## GIVEN INSTRUCTION
Begin at the line in the data that contains "For the evaluation set, locate every instance of the bald" and stop after the line that contains "x=788 y=421". Reproduce every line in that span in order, multiplying each answer coordinate by 2.3 and rounding it to a whole number (halves round up), and leave every other number unchanged.

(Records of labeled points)
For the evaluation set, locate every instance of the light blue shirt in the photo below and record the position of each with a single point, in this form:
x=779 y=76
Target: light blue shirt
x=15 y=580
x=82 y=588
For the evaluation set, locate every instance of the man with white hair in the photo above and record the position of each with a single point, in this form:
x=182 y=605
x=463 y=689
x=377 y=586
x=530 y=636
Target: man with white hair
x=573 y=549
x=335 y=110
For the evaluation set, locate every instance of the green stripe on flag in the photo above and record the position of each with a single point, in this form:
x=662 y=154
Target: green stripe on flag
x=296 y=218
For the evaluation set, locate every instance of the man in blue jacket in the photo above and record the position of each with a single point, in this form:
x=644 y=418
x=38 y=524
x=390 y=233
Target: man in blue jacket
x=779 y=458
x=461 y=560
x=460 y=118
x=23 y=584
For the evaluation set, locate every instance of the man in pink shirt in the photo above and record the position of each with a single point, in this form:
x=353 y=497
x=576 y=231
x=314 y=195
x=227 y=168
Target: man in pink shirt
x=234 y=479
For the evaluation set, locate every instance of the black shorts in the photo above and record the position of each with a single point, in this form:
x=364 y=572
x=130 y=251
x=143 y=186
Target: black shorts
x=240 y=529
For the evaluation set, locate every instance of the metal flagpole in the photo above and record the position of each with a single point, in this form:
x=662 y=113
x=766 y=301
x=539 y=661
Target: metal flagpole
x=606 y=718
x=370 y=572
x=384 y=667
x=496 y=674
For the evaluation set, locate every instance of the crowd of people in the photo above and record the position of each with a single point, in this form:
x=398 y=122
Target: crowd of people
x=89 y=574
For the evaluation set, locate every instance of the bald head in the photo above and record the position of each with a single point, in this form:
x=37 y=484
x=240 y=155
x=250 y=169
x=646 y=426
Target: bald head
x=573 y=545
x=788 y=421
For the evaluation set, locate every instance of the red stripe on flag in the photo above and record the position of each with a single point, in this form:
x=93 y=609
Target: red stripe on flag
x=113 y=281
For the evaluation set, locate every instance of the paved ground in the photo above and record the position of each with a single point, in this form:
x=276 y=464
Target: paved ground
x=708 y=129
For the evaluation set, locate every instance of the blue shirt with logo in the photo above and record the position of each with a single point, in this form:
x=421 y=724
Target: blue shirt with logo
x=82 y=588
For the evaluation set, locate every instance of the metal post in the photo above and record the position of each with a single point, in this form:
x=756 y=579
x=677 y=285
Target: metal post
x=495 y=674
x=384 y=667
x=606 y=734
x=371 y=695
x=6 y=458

## SOLUTION BELOW
For the evaluation set, locate every instance of the bald head in the photo above and record the position of each with a single point, in this form:
x=37 y=484
x=240 y=155
x=250 y=169
x=646 y=426
Target: bald head
x=1318 y=1254
x=1812 y=968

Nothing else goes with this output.